→ **Set task**: In two sentences, summarize the passage on Kathman's sources concerning Burghley.

→ **Document segment**:
|---|

Why Manningham's diary would be the first example to leap into Kathman's
mind perhaps indicates the general weakness of his argument. It does
not contain "several unflattering anecdotes" as he claims.
Kathman parenthetically mentions John Chamberlain's letters. Norman
McClure's index in his 2-volume edition of The Letters of John Chamberlain
lists five references to Burghley, none of them relevant (most refer
to his illness, death and funeral). Since Kathman does not explicitly
claim these letters as support, I give only the page numbers: 33, 41,
46, 162, all in volume I.
Kathman points out that Spenser's Mother
Hubbard's Talecontains a vicious parody of Burghley. Crowell's
Handbook of Elizabethan and Stuart Literature states:
In the second part, the Ape and the Fox are again
discredited, and here Spenser's tale is confined entirely to the bestiary.
They discover a Lion asleep in a wood with crown and scepter, which
they steal to usurp the thrown. The Fox in the tale acts as the Ape's
power-behind-the-throne and chief mentor, and many scholars see in
this a satirical portrait of Elizabeth's lord treasurer, William Cecil,
Lord Burghley. The Fox so ravishes the land with his injustices (including
his persecution of poets and scholars) that the Olympian gods interfere
to save the kingdom. (Ruoff 304)

|---|

→ **Data shown**:
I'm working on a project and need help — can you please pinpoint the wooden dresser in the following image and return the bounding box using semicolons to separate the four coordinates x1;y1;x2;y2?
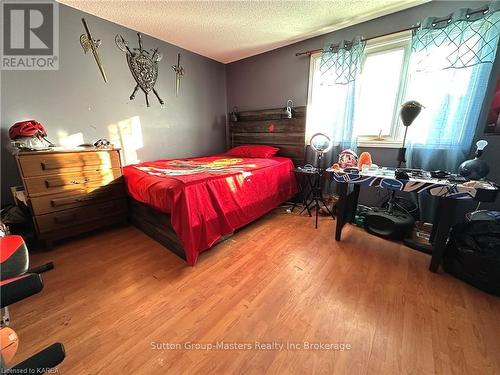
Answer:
16;148;127;246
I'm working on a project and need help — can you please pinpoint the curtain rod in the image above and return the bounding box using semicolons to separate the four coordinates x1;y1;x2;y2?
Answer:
295;6;489;56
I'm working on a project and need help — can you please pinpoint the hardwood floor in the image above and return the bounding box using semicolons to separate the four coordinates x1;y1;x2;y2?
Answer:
7;210;500;374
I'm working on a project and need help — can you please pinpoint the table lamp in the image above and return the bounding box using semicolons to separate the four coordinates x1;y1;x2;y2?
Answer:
398;100;424;168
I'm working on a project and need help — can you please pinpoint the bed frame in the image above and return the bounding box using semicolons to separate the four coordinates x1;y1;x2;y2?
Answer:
128;107;306;260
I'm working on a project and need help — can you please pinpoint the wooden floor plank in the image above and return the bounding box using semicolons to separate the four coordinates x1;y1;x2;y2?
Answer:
7;209;500;374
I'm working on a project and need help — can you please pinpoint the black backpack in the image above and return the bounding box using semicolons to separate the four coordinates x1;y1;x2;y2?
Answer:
443;221;500;296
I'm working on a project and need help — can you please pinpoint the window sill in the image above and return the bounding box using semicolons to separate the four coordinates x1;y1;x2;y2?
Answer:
357;139;403;148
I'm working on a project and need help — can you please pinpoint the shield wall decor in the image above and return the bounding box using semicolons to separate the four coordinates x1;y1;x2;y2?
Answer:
115;33;164;107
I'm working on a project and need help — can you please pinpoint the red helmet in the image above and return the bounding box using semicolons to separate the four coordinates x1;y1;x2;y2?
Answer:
9;120;47;139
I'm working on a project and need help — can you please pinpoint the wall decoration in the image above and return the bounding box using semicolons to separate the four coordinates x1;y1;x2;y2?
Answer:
80;18;108;82
172;53;184;96
115;33;164;107
484;78;500;134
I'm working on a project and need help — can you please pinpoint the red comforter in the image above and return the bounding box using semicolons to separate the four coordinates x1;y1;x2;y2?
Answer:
124;155;297;265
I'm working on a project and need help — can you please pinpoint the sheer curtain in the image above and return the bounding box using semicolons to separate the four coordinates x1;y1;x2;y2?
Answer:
405;1;500;171
306;37;366;162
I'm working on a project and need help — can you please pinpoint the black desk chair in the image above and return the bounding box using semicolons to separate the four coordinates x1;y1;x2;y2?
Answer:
0;235;66;374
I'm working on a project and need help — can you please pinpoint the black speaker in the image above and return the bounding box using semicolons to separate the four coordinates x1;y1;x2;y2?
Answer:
364;208;415;240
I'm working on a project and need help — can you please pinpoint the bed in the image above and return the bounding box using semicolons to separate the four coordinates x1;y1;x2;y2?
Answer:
124;105;305;266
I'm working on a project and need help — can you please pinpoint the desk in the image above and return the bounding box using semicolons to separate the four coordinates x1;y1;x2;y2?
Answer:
326;168;498;272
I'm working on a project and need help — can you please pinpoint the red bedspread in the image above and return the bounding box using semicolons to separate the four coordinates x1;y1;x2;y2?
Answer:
124;155;297;265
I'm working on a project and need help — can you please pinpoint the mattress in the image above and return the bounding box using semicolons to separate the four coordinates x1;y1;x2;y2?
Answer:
124;154;297;265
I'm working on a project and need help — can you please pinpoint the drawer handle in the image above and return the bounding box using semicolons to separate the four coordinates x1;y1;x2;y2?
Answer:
50;194;98;207
75;194;97;202
54;214;76;224
99;203;119;211
45;177;90;188
40;159;106;171
70;177;90;185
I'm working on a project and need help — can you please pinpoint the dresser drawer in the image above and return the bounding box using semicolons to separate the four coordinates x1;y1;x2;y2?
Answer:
31;184;125;215
35;198;127;233
24;168;122;197
19;150;120;177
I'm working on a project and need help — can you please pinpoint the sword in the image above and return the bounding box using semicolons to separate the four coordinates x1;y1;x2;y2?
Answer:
172;53;184;96
80;18;108;82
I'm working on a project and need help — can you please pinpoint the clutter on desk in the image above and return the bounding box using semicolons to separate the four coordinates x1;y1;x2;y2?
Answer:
358;151;372;170
339;149;358;168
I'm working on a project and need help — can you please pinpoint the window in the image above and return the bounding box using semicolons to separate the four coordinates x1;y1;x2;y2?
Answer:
306;32;411;147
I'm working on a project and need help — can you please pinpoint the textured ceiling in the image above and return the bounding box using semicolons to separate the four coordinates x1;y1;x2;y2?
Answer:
58;0;430;63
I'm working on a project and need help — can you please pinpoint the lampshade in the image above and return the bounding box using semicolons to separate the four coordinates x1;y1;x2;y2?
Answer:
310;133;333;153
399;100;424;127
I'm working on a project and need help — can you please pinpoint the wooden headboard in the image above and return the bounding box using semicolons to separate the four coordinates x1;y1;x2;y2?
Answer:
229;107;306;166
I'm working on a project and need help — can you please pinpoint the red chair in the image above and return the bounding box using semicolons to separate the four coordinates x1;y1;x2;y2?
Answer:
0;235;65;374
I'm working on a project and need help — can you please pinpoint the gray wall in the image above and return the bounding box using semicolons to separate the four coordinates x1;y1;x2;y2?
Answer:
0;5;226;204
226;1;500;210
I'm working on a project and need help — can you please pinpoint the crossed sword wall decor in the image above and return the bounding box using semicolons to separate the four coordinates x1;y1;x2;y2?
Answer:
172;53;184;96
80;18;108;82
80;18;185;107
115;33;164;107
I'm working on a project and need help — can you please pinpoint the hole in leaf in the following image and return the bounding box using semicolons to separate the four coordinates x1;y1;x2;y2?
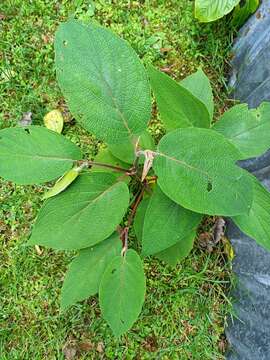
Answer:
207;181;213;192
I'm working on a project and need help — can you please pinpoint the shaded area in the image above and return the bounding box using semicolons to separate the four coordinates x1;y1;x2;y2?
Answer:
226;0;270;360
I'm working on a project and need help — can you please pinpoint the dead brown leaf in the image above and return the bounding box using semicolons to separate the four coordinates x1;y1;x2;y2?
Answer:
97;341;104;354
78;341;95;352
62;343;77;360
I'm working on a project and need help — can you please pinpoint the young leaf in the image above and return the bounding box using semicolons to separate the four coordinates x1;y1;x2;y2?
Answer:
42;166;82;200
55;20;151;144
133;196;151;242
142;186;202;255
99;250;145;337
195;0;240;22
153;128;252;216
180;69;214;121
0;126;82;185
155;230;196;266
108;131;155;164
148;66;210;130
61;233;121;309
213;102;270;160
28;172;129;250
232;175;270;250
44;110;64;134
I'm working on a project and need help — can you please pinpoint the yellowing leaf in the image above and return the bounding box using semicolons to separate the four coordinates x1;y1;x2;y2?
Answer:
44;110;64;134
42;167;82;200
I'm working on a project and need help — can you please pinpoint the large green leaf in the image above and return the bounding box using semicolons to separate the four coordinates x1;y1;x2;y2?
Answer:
0;126;82;184
153;128;252;215
99;250;145;337
180;69;214;120
108;131;155;164
213;102;270;159
232;175;270;252
28;172;129;250
155;230;196;266
232;0;260;27
142;186;202;255
195;0;240;22
55;20;151;144
61;233;121;309
148;66;210;130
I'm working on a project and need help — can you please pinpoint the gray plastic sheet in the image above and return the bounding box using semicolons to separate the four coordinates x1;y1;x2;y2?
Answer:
226;0;270;360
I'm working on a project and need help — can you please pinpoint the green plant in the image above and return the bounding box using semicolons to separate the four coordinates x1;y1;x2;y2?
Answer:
0;20;270;336
195;0;259;26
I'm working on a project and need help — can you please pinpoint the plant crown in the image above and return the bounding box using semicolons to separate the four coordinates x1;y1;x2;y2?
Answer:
0;20;270;336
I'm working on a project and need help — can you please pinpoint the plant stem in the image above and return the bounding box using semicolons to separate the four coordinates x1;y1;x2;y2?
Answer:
79;160;130;175
120;186;145;256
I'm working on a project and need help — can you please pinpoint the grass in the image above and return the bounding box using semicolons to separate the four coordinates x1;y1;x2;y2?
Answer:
0;0;232;360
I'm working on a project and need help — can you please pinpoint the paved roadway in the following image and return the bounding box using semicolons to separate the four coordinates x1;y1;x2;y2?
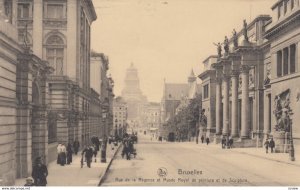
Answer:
102;134;300;186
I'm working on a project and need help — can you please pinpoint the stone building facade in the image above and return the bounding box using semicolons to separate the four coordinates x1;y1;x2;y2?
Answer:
0;0;54;185
199;0;300;152
17;0;97;165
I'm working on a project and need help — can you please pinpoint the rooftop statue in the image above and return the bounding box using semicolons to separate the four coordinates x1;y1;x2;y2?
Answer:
213;42;222;58
243;19;249;42
232;29;239;48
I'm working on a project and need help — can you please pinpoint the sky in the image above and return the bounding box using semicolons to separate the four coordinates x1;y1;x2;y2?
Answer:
91;0;277;102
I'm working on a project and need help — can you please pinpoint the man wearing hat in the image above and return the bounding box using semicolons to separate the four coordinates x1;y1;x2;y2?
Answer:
32;157;48;186
24;177;34;186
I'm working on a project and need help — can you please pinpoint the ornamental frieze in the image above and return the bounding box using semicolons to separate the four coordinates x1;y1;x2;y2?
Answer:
273;89;291;132
43;20;67;28
18;19;33;27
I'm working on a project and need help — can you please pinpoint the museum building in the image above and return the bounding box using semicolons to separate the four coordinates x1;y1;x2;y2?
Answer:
199;0;300;152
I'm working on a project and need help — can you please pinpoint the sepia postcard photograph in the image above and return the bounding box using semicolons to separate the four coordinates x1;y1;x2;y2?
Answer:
0;0;300;190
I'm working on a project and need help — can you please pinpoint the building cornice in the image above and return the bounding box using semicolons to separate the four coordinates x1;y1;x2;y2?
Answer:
83;0;97;23
198;70;216;80
203;55;218;63
264;10;300;39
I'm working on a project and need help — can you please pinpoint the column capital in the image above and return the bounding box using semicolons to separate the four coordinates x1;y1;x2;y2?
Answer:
240;65;251;73
228;53;241;61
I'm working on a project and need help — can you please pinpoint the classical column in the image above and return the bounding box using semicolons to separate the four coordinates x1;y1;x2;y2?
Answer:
216;79;222;135
67;1;77;80
222;76;229;135
241;65;250;138
33;0;43;58
231;71;238;137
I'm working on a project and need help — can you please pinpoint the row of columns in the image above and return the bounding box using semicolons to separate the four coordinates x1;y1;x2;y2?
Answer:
215;55;250;138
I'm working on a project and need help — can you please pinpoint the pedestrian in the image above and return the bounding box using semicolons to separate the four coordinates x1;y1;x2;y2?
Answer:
67;143;73;164
32;157;48;186
60;144;67;166
93;145;98;162
56;143;62;164
73;138;80;155
81;146;93;168
221;136;226;149
264;139;270;154
201;135;204;144
206;137;209;145
269;138;275;153
229;137;233;148
24;177;34;186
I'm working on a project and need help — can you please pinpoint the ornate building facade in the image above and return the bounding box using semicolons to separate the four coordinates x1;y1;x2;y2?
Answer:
199;0;300;152
17;0;97;166
0;0;54;185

|---|

→ **Exercise response**: The passage challenges Kathman's argument, stating that Manningham's diary does not contain "several unflattering anecdotes" as he claims and that none of the five references to Burghley in the index to John Chamberlain's letters are relevant. It then addresses Kathman's point that Spenser's Mother Hubbard's Tale parodies Burghley by quoting Crowell's Handbook of Elizabethan and Stuart Literature, which notes that many scholars see the Fox, the Ape's chief mentor, as a satirical portrait of William Cecil, Lord Burghley.